-- START Input for this task --

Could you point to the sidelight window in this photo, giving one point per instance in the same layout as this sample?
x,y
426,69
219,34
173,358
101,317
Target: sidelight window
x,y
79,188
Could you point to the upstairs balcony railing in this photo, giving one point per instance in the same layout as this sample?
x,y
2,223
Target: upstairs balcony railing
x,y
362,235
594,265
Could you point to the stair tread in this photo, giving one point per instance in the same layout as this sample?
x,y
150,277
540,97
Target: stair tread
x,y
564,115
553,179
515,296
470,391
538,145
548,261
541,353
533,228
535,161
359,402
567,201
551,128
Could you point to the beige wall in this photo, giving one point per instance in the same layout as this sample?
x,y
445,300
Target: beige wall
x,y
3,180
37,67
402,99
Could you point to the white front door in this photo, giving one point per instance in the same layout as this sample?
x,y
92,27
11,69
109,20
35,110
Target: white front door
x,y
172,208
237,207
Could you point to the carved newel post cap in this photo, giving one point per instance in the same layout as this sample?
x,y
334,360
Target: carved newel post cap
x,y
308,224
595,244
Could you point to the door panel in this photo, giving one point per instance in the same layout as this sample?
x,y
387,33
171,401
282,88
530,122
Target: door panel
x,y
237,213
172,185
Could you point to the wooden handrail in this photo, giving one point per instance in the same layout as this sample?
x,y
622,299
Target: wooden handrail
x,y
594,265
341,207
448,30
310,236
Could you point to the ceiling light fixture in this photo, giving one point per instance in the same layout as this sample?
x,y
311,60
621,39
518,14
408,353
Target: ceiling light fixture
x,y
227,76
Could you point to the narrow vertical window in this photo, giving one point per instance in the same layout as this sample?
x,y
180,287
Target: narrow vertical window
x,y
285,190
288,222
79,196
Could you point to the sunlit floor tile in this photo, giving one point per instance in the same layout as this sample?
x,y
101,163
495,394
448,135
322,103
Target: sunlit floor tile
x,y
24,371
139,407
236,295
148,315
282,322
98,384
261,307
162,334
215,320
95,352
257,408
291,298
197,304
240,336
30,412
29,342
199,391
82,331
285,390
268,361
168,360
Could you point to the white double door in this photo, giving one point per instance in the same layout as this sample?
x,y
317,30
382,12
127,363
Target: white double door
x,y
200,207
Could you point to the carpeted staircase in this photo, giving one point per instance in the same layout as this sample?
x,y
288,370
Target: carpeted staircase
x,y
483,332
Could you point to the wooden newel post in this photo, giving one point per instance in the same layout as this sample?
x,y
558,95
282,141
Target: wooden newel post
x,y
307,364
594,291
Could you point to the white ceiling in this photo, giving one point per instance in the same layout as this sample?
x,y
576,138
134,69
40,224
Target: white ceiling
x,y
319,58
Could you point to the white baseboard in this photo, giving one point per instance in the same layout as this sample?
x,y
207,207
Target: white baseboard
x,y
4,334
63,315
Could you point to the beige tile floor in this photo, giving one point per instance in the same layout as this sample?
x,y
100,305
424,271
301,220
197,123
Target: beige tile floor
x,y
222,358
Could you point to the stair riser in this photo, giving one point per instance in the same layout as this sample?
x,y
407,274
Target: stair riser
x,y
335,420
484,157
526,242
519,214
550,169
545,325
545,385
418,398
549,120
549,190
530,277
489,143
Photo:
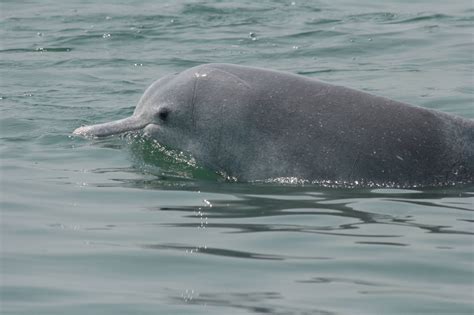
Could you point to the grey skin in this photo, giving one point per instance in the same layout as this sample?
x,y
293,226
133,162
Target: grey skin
x,y
257,124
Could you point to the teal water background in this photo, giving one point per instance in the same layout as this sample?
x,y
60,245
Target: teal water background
x,y
118,227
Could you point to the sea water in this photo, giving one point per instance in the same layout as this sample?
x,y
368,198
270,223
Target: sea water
x,y
120,226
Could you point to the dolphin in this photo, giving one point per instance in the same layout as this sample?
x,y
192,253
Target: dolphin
x,y
256,124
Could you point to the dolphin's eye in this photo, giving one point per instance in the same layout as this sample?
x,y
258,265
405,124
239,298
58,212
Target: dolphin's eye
x,y
163,113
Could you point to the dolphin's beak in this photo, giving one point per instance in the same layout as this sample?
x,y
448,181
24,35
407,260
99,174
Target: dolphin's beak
x,y
113,127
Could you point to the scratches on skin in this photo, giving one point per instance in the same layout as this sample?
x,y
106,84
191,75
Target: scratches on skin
x,y
236,77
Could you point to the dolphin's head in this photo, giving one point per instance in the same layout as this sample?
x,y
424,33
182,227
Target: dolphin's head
x,y
196,111
163,112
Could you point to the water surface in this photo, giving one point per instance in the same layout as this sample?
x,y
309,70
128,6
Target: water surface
x,y
117,226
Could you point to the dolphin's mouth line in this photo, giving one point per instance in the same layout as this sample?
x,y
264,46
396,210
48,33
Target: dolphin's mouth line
x,y
132,123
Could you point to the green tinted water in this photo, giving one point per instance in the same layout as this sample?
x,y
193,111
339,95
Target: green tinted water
x,y
117,226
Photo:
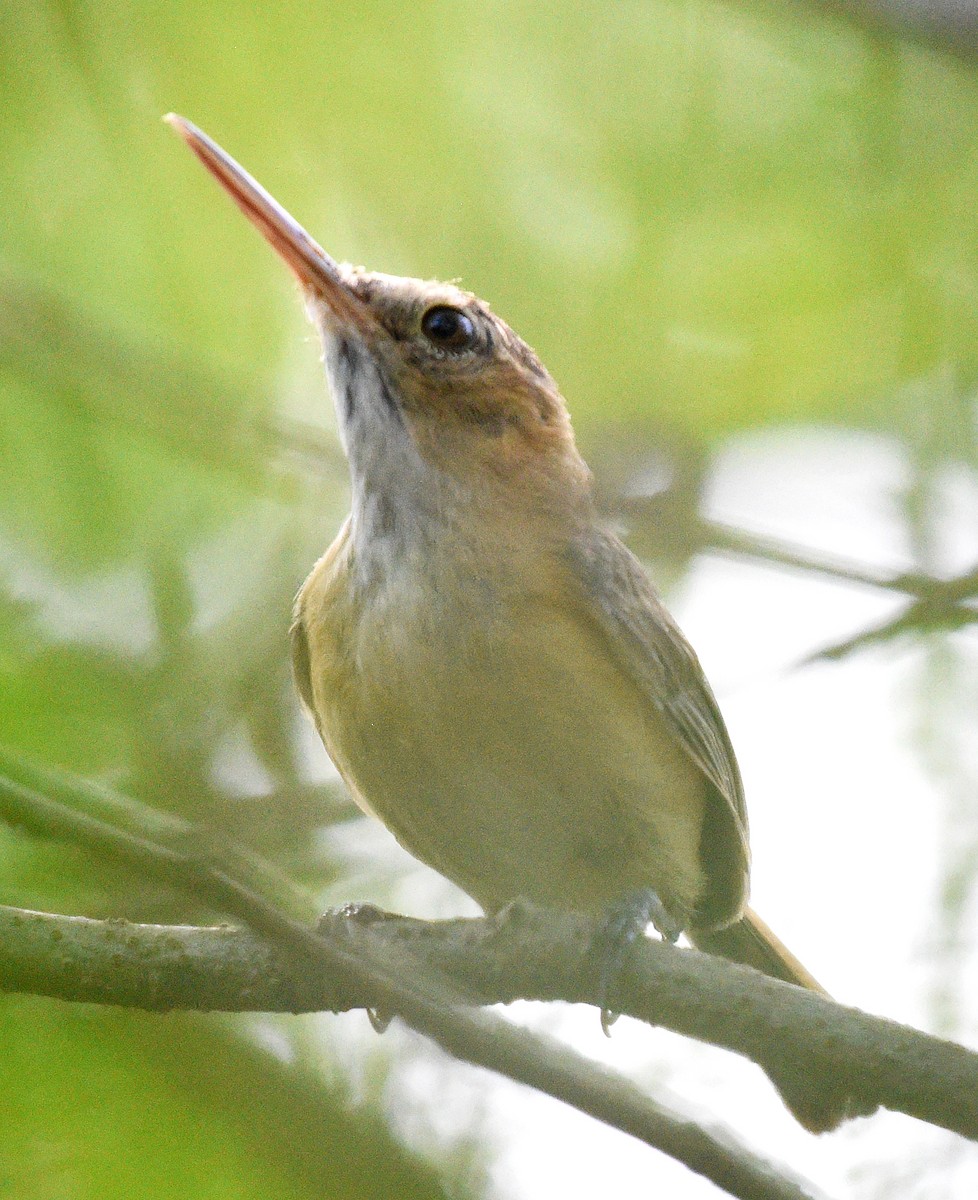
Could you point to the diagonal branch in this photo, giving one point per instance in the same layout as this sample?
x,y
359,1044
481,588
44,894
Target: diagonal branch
x,y
420,994
804,1041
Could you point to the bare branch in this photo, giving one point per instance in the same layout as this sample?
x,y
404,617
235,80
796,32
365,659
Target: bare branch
x,y
425,1000
805,1042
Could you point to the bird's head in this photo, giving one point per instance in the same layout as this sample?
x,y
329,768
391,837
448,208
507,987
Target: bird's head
x,y
421,372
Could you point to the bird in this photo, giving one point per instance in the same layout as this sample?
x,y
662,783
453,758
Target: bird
x,y
490,669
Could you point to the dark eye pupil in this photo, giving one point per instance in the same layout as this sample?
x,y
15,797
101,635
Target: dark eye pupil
x,y
448,328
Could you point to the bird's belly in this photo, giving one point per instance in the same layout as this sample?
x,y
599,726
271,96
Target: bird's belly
x,y
517,765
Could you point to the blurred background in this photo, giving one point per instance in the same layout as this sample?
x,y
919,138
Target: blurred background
x,y
744,239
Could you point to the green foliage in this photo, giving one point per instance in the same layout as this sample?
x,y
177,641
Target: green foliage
x,y
706,219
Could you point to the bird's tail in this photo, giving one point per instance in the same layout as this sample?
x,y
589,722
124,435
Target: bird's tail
x,y
817,1104
750,941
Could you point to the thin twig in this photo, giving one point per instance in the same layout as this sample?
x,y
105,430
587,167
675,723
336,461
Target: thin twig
x,y
424,1000
805,1041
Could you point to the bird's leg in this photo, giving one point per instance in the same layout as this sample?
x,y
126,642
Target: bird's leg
x,y
624,923
364,915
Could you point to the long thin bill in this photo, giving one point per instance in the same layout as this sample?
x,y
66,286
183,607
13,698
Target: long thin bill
x,y
311,264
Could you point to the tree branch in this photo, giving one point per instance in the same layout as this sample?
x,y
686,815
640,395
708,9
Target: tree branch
x,y
805,1042
396,983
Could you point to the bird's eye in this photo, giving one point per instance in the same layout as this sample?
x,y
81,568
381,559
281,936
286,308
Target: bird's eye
x,y
449,329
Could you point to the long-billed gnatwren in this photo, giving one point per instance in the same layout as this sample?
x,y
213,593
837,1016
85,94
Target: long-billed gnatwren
x,y
491,670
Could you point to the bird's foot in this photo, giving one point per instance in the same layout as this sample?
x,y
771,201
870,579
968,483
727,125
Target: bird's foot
x,y
624,923
364,915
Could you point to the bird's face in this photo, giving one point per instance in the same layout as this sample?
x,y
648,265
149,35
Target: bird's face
x,y
417,367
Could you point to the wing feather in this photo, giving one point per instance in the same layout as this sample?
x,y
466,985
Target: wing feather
x,y
652,651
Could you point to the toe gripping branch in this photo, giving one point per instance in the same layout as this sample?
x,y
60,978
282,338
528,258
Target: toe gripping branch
x,y
624,924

-- END Input for this task --

▸ **What is required**
Reproduce verbatim the part of the records that opens with the line containing "Could you point to the bird's tail" and continues through the end of the records, including both ends.

▸ **The response**
Could you point to the bird's tail in this photo, giving one point per instance in the same layout as this sample?
x,y
589,722
124,435
Target: bird's tail
x,y
817,1104
750,941
Could you point to the thin twig in this photo, giving one point per instance in the same layout as this sample?
x,y
105,430
587,167
675,723
336,461
Target: thin twig
x,y
424,1000
805,1041
Could you point to the bird's leg in this photo, giving one point per instance in the same layout as this sample?
x,y
126,642
Target: bird's leg
x,y
624,923
364,915
Could you point to the long thin bill in this photo, giving one point per instance in the same layout as this sample?
x,y
66,286
183,607
13,698
Target: long thin bill
x,y
311,264
Could you point to the tree branch in this photo, giving one point per instance in the same layout as this sample?
x,y
686,815
640,395
708,9
Target: tree branch
x,y
805,1042
396,983
Could you point to the bird's eye in this photo, giving one point per instance in the same layout as this sample?
x,y
81,568
381,559
281,936
286,308
Target: bird's eye
x,y
449,329
Could you point to the long-billed gnatwren in this photo, giving one point per instance in the same layout as this sample?
x,y
213,593
837,1016
85,94
Target: long-billed gnatwren
x,y
491,670
Could you point to the bird's foot in this photo, giving one point per instance in the same layout as this sample?
x,y
771,201
870,579
968,483
727,125
Target: bird's foot
x,y
624,923
364,915
Could you point to the bird's face in this photo, giving one point per instance in the same layout as this sample?
x,y
648,265
149,35
Target: bird's face
x,y
417,367
Could you point to the wing feather in this photo, giving one point per instance in the same layout as this sample?
x,y
466,985
Target: wing feather
x,y
652,651
Could you point to the toe gripping branch in this photo, giving one point per instance in the same layout as this sample?
x,y
60,978
282,338
528,258
Target: toe gripping branch
x,y
624,924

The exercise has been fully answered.